━━━━━ Document section

This forum has been archived. All content is frozen. Please use KDE Discuss instead.

improve aliasing analysis / restrict pointers?

Tags: None
(comma "," separated)
hansecke
Registered Member
Posts
2
Karma
0
Hi there-

I've recently written a simple vector class which is as simple as can be underneath (*). An example function:

Code: Select all
void sum(floatvec a, floatvec b, floatvec s) {
   const size_t n=a.size();
   for(size_t i=0; i<n; i++) {
      s[i]=a[i]+b[i];
   }
}


Looking at the generated assembler shows that the compiler can not determine that a,b, and s refer to distinct memory areas. As a result, the assembler loop shows unnecessary loads. If I change the function to the below it does not have those loads and performs better in benchmarks:

Code: Select all
void sum(myvec a, myvec b, myvec s) {
   float*__restrict__ va = a.memory();
   float*__restrict__ vb = b.memory();
   float*__restrict__ vs = s.memory();
   const size_t n=a.size();
   for(size_t i=0; i<n; i++) {
      vs[i]=va[i]+vb[i];
   }
}


In C you can fix issues like this by declaring variables with __restrict__, but I have not been able to figure out where to put that in my class or in the declaration of sum().

Has somebody looked at the assembler generated by Eigen to see if it is as fast as possible? Worked with __restrict__ and aliasing analysis to make sure the compiler understands how to make the code as fast as possible?

━━━━━━━━━━
━━━━━ Extracted entries

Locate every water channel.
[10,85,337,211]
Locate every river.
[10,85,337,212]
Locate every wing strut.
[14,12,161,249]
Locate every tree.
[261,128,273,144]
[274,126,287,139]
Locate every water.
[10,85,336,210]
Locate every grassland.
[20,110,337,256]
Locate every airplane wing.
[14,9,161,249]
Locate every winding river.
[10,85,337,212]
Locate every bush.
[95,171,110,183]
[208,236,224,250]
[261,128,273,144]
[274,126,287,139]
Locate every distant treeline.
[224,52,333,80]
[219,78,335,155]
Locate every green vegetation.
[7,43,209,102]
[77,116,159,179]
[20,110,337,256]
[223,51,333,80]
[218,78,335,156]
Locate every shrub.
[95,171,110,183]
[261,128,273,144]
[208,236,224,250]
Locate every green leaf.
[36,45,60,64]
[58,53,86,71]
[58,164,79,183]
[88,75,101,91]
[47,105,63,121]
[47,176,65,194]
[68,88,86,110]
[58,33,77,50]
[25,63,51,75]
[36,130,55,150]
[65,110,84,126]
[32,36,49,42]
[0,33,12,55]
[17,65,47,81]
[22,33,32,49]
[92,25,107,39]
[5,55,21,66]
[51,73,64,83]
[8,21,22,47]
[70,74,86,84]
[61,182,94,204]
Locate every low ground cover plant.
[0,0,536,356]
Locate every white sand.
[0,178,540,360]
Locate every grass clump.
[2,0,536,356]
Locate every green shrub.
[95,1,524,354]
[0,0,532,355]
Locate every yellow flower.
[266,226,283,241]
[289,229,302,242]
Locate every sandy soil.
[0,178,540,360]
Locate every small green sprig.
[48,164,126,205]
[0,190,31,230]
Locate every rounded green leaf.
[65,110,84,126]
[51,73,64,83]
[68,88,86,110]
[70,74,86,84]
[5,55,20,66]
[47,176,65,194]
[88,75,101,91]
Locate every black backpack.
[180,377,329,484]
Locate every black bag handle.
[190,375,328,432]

━━━━━━━━━━

> _Given problem A_: In the forum post on aliasing analysis, what does the generated assembler show that the compiler cannot determine about a, b, and s?
> _Given problem B_: Extend the forum post about restrict pointers, starting right after its final question.

> _Expected answer A_: It cannot determine that a, b, and s refer to distinct memory areas.

> _Expected answer B_:
Thanks!

Hans

(* My vector class has other features as well, but I can replicate my problem even with a super-simple class which does no more than wrap a heap-allocated float array)
User avatar
ggael
Moderator
Posts
3447
Karma
19
OS
Pointer aliasing cannot explain this. My bet is that floatvec::operator[] is expecting an int instead of a std::size_t. In Eigen we are careful to use the same type everywhere for indexes and sizes.
hansecke
Registered Member
Posts
2
Karma
0
Hi Gaël,

And thank you for your reply. This was not the reason, but I did finally figure it out:

  • If I compile with -Os (optimize for size) the generated assembler is a very clear 27 lines (13 lines of instructions). As described above, the inner loop of the first version of the sum() function has those superfluous loads.
  • If I compile with -O3 the sum() function gets compiled to an assembler file of 94 lines, most of which I do not understand. GCC creates the correct short inner loops for both versions of sum().
  • If I compile with -O2 the sum() function gets compiled to an assembler file of 31 lines (14 lines of instructions). Both versions have the correct short inner loop and both assembler programs are very understandable.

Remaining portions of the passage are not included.